Merger control
Antitrust enforcement


Both houses of Parliament in India recently approved the Competition (Amendment) Bill 2023 and later received the assent of the president for the legislation to become the Competition (Amendment) Act 2023. The amendment introduces significant substantive and procedural changes to Indian competition law, including the widening of powers of the Competition Commission of India (CCI). The amendment also aims to update the decade-old Competition Act 2002 with much needed reforms and overhauls certain key aspects of the regime in India. While certain amendments are aimed at equipping the CCI to effectively regulate the increasingly important digital markets, other amendments will require careful exercise of the new provisions through clear and effective regulations.

Merger control

Deal value thresholds
The amendment introduces deal value thresholds which require the notification of transactions valued in excess of 2,000 crores (approximately $243.9 million) to the CCI for its prior approval. The application of this test is still subject to the target having "substantial business operations" in India. The CCI is expected to issue regulations clarifying the scope and interpretation of these thresholds.

Expedited merger review timelines
The amendment has drastically shortened merger review timelines. The earlier statutory review period of 210 days for deemed approval has now been reduced to 150 days. While the intention of the amendment is commendable, this in practice this may mean several more requests for information from the CCI in a bid to gain more review time, which could cause some administrative strain. Parties will also face pressure to provide comprehensive notifications and will likely be required to conduct substantive prefiling consultations on draft merger notifications to minimise delay.

Amendments to definition of control
The amendment codifies the CCI's current decisional practice for defining control (ie, the ability to exercise "material influence" over the management or affairs or strategic commercial decisions). Although the amendment does not define "material influence" or provide parameters to make such determination, in the past the CCI has considered the following when assessing acquisition of "material influence":

  • board representation;
  • financial arrangements;
  • strategic, informational veto or investor protection rights; and
  • the status or expertise of a person.

Derogation of stand-still obligations for stock market purchases
In a welcome change, the amendment has recognised the time-sensitive nature of open market purchases and exempted these transactions from the stand-still obligations (subject to timely notification and non-exercise of beneficial or voting rights).

Antitrust enforcement

Increased penalties based on global turnover
The amendment has restored the CCI's powers to impose penalties calculated on the basis of a party's global turnover. This signals the clear intention of the government to ensure that competition law violations are adequately penalised and that these penalties deter such conduct in the future.

STORED RECORDS:
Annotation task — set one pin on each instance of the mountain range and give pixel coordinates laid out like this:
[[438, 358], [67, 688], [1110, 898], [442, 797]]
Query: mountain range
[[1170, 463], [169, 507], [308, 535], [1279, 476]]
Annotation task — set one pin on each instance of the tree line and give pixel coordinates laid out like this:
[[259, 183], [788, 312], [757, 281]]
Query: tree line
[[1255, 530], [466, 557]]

--

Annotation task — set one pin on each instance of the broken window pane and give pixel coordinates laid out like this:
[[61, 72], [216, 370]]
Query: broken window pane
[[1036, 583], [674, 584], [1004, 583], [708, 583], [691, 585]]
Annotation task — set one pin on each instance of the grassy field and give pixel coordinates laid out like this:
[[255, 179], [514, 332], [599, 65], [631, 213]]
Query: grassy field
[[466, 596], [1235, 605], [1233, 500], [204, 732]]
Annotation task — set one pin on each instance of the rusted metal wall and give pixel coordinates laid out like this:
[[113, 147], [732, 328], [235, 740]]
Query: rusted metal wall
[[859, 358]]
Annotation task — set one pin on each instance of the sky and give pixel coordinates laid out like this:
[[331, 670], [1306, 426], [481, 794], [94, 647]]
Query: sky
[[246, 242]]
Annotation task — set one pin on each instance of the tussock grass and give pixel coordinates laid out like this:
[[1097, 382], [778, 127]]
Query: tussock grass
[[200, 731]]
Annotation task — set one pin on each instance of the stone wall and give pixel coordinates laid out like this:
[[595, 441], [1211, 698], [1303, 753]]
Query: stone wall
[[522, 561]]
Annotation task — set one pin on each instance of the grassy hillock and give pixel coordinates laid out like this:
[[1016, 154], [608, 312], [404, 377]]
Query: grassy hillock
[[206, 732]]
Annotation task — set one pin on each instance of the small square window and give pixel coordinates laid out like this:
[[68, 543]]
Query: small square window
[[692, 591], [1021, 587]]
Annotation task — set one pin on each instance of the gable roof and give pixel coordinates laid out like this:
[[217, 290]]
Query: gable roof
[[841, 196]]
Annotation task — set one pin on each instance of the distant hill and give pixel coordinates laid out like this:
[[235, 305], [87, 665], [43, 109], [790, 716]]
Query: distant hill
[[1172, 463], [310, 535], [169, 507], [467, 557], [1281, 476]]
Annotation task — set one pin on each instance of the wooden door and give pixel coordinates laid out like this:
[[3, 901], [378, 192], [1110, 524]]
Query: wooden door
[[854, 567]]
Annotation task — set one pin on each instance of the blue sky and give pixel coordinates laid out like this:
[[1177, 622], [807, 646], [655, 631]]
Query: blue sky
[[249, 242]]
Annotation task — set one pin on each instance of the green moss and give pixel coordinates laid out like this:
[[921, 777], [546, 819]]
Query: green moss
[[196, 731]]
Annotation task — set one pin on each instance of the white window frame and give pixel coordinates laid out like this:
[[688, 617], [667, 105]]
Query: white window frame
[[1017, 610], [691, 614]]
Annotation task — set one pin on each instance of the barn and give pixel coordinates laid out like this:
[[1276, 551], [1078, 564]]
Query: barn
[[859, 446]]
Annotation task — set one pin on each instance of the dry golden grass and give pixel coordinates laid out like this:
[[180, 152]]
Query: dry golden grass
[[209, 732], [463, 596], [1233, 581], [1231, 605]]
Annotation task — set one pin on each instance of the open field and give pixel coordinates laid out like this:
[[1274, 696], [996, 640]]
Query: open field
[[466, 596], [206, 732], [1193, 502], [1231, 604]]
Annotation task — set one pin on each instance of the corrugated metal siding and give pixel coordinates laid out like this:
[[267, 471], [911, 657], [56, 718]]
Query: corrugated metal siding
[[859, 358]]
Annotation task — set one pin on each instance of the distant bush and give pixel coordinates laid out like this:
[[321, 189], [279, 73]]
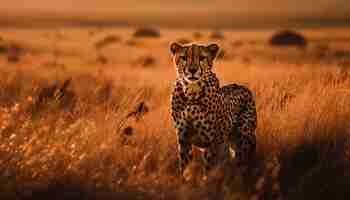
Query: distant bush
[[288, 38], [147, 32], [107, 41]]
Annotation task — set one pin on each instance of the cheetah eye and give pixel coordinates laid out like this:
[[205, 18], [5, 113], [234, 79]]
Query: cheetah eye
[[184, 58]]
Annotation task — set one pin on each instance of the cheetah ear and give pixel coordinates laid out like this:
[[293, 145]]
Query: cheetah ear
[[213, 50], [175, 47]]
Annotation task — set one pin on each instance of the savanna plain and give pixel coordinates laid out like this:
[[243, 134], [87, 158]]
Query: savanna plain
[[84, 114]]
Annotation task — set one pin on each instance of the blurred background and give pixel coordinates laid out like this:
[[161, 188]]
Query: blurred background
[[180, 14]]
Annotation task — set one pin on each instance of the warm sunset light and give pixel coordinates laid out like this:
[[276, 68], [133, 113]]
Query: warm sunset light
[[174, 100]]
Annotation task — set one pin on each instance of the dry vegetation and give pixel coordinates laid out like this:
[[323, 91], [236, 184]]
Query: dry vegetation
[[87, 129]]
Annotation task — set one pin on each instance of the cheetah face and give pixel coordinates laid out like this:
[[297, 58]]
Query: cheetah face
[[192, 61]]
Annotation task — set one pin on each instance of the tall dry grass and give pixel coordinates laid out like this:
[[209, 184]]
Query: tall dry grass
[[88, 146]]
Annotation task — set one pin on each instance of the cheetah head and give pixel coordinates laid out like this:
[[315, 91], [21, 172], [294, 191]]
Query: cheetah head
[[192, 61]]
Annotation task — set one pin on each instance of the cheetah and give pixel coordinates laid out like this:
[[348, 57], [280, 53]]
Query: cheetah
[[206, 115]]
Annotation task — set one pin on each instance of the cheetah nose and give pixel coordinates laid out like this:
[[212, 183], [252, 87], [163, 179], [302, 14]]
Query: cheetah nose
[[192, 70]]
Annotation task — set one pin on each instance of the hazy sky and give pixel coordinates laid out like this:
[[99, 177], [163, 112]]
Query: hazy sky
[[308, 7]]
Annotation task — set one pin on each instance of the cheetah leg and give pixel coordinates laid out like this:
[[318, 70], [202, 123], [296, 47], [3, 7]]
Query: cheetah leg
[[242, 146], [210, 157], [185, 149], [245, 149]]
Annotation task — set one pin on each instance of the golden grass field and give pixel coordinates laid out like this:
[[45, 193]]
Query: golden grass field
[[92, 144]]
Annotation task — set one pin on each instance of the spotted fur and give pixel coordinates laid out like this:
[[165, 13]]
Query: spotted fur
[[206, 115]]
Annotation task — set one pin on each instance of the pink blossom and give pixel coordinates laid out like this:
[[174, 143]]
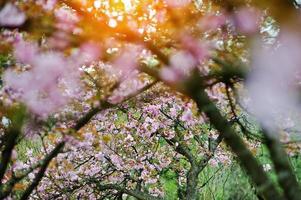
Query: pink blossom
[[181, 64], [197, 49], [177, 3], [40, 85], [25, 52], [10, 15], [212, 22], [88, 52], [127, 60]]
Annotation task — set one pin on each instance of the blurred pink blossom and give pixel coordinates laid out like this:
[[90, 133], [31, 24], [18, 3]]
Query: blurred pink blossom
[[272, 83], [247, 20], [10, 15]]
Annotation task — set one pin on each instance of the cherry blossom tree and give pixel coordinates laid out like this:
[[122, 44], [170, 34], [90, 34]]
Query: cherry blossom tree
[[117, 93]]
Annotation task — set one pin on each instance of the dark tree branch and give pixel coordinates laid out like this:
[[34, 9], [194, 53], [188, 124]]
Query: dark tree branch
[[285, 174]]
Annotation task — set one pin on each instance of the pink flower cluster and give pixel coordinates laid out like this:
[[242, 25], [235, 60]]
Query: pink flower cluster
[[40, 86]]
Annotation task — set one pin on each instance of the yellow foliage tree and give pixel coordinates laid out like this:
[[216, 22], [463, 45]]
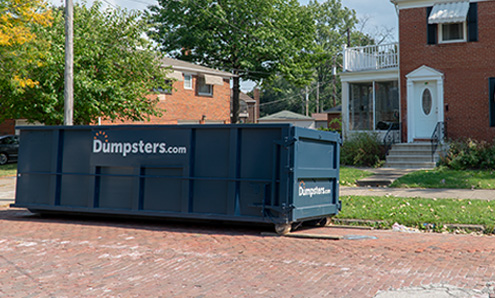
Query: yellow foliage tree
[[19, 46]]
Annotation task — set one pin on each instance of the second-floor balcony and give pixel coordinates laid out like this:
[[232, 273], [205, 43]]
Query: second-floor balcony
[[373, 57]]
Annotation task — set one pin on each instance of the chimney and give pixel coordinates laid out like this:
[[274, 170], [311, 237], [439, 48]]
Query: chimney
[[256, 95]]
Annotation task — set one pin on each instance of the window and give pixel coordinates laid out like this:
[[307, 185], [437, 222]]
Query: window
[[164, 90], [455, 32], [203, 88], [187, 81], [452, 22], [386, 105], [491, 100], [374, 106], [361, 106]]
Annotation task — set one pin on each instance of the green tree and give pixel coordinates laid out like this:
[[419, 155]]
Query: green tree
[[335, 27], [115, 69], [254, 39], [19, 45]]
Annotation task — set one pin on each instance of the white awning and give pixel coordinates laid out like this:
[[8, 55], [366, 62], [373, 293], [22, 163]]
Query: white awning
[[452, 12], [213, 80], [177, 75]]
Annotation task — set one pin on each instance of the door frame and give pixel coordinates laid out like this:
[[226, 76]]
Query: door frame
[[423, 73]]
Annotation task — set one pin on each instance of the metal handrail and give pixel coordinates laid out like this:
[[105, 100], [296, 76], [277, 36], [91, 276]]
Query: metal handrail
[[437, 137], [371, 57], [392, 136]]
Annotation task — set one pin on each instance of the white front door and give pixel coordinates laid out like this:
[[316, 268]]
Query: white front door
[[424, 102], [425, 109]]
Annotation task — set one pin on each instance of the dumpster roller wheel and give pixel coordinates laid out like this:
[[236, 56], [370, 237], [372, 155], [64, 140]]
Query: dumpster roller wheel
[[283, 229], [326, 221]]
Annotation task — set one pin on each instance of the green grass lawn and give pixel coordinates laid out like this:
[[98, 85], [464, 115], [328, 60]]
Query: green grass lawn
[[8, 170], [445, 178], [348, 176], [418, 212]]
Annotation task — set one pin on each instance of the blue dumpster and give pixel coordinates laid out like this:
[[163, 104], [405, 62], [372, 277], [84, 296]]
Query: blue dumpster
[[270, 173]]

TASK GOAL:
Please edit the text on India's Competition (Amendment) Act 2023: give it again from "Increased penalties based" up to and including "in the future.", with "global turnover" replaced by "worldwide turnover".

RESULT:
Increased penalties based on worldwide turnover
The amendment has restored the CCI's powers to impose penalties calculated on the basis of a party's worldwide turnover. This signals the clear intention of the government to ensure that competition law violations are adequately penalised and that these penalties deter such conduct in the future.